═════ Фрагмент текста

При всей своей советской сверхортодоксальности стихотворение это – какой бы чудовищной нелепостью это ни представлялось нам сегодня, – в те времена, когда оно было написано, отдавало крамолой. Как я уже говорил, цитируя Твардовского, – «то был рубеж запретной зоны». А Коржавин, хоть на сей раз совсем с другой стороны, упорно продолжал толкаться в опутанную колючей проволокой стену, отделявшую эту самую запретную зону от остального мира. Как магнит влекла его к себе эта проклятая зона, которую поэты давно уже научились обходить далеко стороной. Тут было даже не так уж и важно, какой ответ пытался он дать на мучившие его проклятые вопросы: положительный или отрицательный. Крамолой был сам вопрос. Уже сам по себе он как бы предполагал наличие сомнений, которых у настоящего советского человека, разумеется, быть не могло.

Сомнения все же возникали. И каждый, кто не в силах был запретить себе размышлять на эту тему, пытался хоть как-то разрешить их.

══════════

[Упражнение]:
Отредактируйте отрывок о стихотворении Коржавина от слов «При всей своей» до слов «быть не могло.» включительно: замените «стену» на «ограду».

═════ Исходные данные

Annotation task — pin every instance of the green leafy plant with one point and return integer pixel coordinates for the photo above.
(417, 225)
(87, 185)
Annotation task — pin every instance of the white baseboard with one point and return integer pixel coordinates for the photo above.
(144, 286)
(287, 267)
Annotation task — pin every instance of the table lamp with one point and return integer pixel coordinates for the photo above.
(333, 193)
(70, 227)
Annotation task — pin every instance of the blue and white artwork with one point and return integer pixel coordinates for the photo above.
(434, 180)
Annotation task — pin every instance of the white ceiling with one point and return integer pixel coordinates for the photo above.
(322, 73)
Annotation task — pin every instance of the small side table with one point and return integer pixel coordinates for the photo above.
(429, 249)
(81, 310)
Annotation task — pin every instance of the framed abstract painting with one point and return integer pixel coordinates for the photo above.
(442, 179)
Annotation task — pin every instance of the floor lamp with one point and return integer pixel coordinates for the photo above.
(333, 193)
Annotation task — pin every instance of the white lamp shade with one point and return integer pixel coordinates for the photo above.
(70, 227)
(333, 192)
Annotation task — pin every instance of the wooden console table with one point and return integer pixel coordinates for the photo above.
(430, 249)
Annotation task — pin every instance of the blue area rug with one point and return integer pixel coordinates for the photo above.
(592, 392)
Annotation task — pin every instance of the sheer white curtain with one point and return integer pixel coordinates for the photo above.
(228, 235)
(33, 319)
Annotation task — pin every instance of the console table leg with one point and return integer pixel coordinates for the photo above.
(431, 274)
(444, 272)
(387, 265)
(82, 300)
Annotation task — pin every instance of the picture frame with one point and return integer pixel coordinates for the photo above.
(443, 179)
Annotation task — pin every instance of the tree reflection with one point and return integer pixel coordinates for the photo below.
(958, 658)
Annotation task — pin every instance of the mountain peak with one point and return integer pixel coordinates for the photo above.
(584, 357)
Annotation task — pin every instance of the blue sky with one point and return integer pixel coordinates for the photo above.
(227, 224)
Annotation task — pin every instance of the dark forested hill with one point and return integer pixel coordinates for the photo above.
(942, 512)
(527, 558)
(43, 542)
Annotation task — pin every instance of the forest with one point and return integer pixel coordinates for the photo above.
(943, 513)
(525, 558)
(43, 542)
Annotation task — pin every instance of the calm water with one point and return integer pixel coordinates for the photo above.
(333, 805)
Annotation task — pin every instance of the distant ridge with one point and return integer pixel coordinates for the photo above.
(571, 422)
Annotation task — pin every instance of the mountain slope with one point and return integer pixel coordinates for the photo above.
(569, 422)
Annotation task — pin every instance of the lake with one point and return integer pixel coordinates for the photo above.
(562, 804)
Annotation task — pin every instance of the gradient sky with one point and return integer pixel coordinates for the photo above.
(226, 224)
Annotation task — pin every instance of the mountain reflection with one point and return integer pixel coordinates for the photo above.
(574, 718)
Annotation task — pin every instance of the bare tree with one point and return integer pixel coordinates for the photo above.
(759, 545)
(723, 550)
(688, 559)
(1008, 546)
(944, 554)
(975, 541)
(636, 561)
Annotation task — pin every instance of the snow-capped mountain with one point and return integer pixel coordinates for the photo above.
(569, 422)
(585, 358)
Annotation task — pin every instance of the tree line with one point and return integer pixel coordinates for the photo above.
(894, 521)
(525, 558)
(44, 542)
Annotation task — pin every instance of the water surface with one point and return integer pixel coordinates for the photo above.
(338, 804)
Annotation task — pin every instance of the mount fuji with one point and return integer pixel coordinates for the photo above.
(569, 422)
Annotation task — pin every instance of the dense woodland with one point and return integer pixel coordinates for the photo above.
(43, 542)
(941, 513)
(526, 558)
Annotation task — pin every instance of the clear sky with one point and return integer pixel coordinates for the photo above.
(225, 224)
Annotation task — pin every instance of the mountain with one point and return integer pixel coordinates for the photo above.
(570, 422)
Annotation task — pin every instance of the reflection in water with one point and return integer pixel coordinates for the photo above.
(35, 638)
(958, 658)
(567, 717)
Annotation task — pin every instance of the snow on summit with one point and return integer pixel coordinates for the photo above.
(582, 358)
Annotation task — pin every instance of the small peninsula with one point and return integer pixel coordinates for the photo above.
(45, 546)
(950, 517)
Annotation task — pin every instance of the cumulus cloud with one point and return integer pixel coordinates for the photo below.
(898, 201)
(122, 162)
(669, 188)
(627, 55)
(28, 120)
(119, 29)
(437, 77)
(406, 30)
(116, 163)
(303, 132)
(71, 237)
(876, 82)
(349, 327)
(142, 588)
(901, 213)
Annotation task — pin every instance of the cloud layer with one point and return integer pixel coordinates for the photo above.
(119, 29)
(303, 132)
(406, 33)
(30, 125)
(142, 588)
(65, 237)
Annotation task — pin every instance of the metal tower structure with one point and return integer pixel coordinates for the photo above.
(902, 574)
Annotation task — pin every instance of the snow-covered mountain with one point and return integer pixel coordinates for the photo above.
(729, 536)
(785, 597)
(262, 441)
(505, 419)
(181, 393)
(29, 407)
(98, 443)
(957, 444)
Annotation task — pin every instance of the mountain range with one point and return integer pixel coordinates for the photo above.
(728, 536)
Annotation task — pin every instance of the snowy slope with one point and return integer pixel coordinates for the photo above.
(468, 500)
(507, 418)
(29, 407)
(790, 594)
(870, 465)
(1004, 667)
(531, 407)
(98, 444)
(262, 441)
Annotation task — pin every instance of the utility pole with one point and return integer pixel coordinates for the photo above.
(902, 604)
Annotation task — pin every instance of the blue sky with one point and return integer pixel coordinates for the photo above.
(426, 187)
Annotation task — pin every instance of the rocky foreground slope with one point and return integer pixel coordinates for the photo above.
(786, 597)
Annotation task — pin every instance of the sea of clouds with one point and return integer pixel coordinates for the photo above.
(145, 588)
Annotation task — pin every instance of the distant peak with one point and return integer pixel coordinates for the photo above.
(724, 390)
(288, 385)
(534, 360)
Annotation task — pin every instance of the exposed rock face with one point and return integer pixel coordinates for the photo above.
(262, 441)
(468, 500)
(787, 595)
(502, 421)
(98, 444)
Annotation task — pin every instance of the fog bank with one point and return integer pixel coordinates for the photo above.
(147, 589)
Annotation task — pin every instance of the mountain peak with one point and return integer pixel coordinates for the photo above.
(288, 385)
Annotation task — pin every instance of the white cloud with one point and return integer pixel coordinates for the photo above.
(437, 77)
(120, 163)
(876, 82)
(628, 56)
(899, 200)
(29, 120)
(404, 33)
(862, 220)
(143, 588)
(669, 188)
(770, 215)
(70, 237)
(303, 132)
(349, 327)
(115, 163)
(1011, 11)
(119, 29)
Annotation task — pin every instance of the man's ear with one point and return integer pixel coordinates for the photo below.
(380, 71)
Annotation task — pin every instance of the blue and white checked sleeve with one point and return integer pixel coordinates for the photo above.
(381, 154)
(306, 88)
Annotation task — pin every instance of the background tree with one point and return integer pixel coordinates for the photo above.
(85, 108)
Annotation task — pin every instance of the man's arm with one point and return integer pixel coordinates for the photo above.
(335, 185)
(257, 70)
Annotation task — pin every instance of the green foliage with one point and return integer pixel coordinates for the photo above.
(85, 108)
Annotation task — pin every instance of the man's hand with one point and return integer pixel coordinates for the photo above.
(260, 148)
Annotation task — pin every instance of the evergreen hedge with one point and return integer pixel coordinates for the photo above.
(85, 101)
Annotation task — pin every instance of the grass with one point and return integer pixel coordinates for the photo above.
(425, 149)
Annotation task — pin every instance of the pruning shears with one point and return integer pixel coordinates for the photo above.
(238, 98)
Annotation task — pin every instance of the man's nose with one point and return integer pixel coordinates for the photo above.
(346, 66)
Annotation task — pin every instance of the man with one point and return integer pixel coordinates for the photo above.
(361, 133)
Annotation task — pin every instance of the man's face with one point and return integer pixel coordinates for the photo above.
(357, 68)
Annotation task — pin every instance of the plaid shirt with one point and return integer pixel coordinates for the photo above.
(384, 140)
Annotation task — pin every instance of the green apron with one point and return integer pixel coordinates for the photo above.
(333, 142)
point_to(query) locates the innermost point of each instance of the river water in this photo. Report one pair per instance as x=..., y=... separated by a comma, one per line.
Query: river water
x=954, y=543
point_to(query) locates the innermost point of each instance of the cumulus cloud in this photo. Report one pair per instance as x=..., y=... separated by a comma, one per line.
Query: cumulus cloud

══════════

[Решение упражнения]:
При всей своей советской сверхортодоксальности стихотворение это – какой бы чудовищной нелепостью это ни представлялось нам сегодня, – в те времена, когда оно было написано, отдавало крамолой. Как я уже говорил, цитируя Твардовского, – «то был рубеж запретной зоны». А Коржавин, хоть на сей раз совсем с другой стороны, упорно продолжал толкаться в опутанную колючей проволокой ограду, отделявшую эту самую запретную зону от остального мира. Как магнит влекла его к себе эта проклятая зона, которую поэты давно уже научились обходить далеко стороной. Тут было даже не так уж и важно, какой ответ пытался он дать на мучившие его проклятые вопросы: положительный или отрицательный. Крамолой был сам вопрос. Уже сам по себе он как бы предполагал наличие сомнений, которых у настоящего советского человека, разумеется, быть не могло.